→ **Your objective**
Repeat the lines below exactly as they appear, but leave out the images.
···
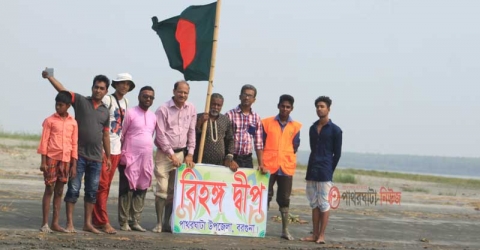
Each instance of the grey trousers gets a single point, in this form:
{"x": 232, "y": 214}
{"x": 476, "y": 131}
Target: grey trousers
{"x": 130, "y": 202}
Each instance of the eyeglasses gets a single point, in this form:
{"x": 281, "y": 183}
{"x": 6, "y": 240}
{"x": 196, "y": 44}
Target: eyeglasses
{"x": 244, "y": 95}
{"x": 148, "y": 97}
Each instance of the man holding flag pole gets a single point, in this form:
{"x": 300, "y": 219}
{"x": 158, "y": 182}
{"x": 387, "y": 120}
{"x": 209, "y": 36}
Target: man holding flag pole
{"x": 190, "y": 42}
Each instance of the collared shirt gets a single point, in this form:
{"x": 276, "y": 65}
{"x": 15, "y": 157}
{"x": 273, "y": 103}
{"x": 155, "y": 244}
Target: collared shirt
{"x": 137, "y": 147}
{"x": 326, "y": 149}
{"x": 116, "y": 114}
{"x": 218, "y": 140}
{"x": 245, "y": 129}
{"x": 93, "y": 119}
{"x": 295, "y": 141}
{"x": 175, "y": 127}
{"x": 59, "y": 138}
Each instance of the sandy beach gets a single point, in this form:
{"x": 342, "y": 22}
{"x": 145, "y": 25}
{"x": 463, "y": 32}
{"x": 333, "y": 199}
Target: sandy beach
{"x": 428, "y": 216}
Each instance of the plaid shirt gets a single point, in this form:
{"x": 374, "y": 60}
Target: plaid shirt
{"x": 245, "y": 129}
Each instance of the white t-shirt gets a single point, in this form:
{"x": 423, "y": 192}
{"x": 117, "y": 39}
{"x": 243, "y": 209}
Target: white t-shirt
{"x": 115, "y": 121}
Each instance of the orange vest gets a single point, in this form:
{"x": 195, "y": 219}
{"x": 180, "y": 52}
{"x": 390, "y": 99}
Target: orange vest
{"x": 278, "y": 151}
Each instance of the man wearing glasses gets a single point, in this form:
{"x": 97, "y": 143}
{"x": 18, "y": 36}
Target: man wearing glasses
{"x": 175, "y": 140}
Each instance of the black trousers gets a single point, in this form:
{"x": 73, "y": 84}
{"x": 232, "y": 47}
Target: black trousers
{"x": 284, "y": 189}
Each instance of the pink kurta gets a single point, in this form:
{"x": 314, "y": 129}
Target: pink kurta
{"x": 137, "y": 147}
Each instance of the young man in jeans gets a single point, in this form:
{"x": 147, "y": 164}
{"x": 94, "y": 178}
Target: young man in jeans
{"x": 326, "y": 149}
{"x": 247, "y": 128}
{"x": 93, "y": 133}
{"x": 282, "y": 139}
{"x": 117, "y": 105}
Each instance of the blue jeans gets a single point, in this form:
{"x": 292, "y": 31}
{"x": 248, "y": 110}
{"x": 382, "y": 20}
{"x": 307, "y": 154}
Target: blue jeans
{"x": 92, "y": 170}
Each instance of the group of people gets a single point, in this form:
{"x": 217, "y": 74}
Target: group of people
{"x": 107, "y": 134}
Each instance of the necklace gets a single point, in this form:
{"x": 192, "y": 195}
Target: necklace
{"x": 214, "y": 138}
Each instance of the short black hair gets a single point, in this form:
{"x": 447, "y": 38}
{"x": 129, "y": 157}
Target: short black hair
{"x": 101, "y": 78}
{"x": 64, "y": 97}
{"x": 216, "y": 95}
{"x": 175, "y": 86}
{"x": 286, "y": 98}
{"x": 146, "y": 88}
{"x": 324, "y": 99}
{"x": 249, "y": 86}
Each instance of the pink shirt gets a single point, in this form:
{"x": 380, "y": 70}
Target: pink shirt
{"x": 137, "y": 147}
{"x": 175, "y": 127}
{"x": 59, "y": 138}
···
→ **Task result**
Each instance of the grey trousers gets a single point, in this form:
{"x": 232, "y": 214}
{"x": 476, "y": 131}
Target: grey trousers
{"x": 130, "y": 202}
Each instance of the eyeglasses gets a single point, in this form:
{"x": 281, "y": 183}
{"x": 6, "y": 240}
{"x": 196, "y": 44}
Target: eyeglasses
{"x": 244, "y": 95}
{"x": 148, "y": 97}
Each instance of the man holding flag pole gets a single point, in this form:
{"x": 300, "y": 219}
{"x": 158, "y": 182}
{"x": 387, "y": 120}
{"x": 209, "y": 36}
Target: man holding flag pole
{"x": 190, "y": 42}
Each instance of the collared shirt gets a single point, in this form:
{"x": 276, "y": 65}
{"x": 15, "y": 157}
{"x": 273, "y": 103}
{"x": 155, "y": 244}
Target: collared shirt
{"x": 137, "y": 147}
{"x": 326, "y": 149}
{"x": 116, "y": 114}
{"x": 218, "y": 140}
{"x": 245, "y": 129}
{"x": 93, "y": 119}
{"x": 295, "y": 141}
{"x": 175, "y": 127}
{"x": 59, "y": 138}
Each instance of the sandy beach gets a single point, in this form:
{"x": 342, "y": 22}
{"x": 145, "y": 25}
{"x": 463, "y": 32}
{"x": 333, "y": 199}
Target: sandy beach
{"x": 428, "y": 216}
Each instance of the plaid shirt gets a single point, in this form:
{"x": 374, "y": 60}
Target: plaid shirt
{"x": 245, "y": 129}
Each instance of the white t-shirt gets a single point, in this form:
{"x": 423, "y": 192}
{"x": 117, "y": 39}
{"x": 243, "y": 209}
Target: white t-shirt
{"x": 115, "y": 121}
Each instance of the orange vest gets a single point, in this form:
{"x": 195, "y": 219}
{"x": 180, "y": 52}
{"x": 390, "y": 99}
Target: orange vest
{"x": 278, "y": 151}
Each instance of the man wearing glasses gets a single point, in this form:
{"x": 97, "y": 143}
{"x": 18, "y": 36}
Target: man wearing glasses
{"x": 175, "y": 140}
Each instance of the black trousers gets a single point, in this form:
{"x": 73, "y": 84}
{"x": 232, "y": 47}
Target: black trousers
{"x": 284, "y": 189}
Each instance of the pink kurta gets a single point, in this form:
{"x": 314, "y": 129}
Target: pink kurta
{"x": 137, "y": 147}
Each instance of the young man in jeans gets a single point, in this form:
{"x": 147, "y": 164}
{"x": 94, "y": 178}
Target: young man in jeans
{"x": 326, "y": 149}
{"x": 247, "y": 128}
{"x": 93, "y": 133}
{"x": 282, "y": 139}
{"x": 117, "y": 105}
Each instance of the blue jeans gets a single point, in this form:
{"x": 292, "y": 31}
{"x": 248, "y": 110}
{"x": 382, "y": 20}
{"x": 307, "y": 154}
Target: blue jeans
{"x": 92, "y": 170}
Each instance of the group of people gets a single point, in this form:
{"x": 217, "y": 74}
Target: group of people
{"x": 107, "y": 134}
Each instance of the necklace gets a single point, in this form:
{"x": 192, "y": 195}
Target: necklace
{"x": 214, "y": 138}
Each instance of the short black hair gets a single point, in this form:
{"x": 447, "y": 38}
{"x": 129, "y": 157}
Target: short black hair
{"x": 101, "y": 78}
{"x": 64, "y": 97}
{"x": 216, "y": 95}
{"x": 175, "y": 86}
{"x": 286, "y": 98}
{"x": 146, "y": 88}
{"x": 324, "y": 99}
{"x": 249, "y": 86}
Each instance of the pink shirt gets a single point, in this form:
{"x": 380, "y": 70}
Target: pink shirt
{"x": 137, "y": 147}
{"x": 175, "y": 127}
{"x": 59, "y": 138}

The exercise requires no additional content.